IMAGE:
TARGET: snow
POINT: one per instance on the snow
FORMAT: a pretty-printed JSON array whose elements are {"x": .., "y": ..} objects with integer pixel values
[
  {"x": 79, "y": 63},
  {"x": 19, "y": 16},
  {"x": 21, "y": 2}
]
◇ ◇ ◇ ◇ ◇
Exercise details.
Rewrite each of the records above as a JSON list of strings with one string per line, leaving out any blank lines.

Exercise result.
[
  "IMAGE:",
  "TARGET: snow",
  "POINT: one per instance on the snow",
  "FORMAT: a pretty-printed JSON array whose elements are {\"x\": .., \"y\": ..} objects with integer pixel values",
  "[",
  "  {\"x\": 79, \"y\": 63},",
  "  {\"x\": 19, \"y\": 16},",
  "  {\"x\": 21, \"y\": 2}",
  "]"
]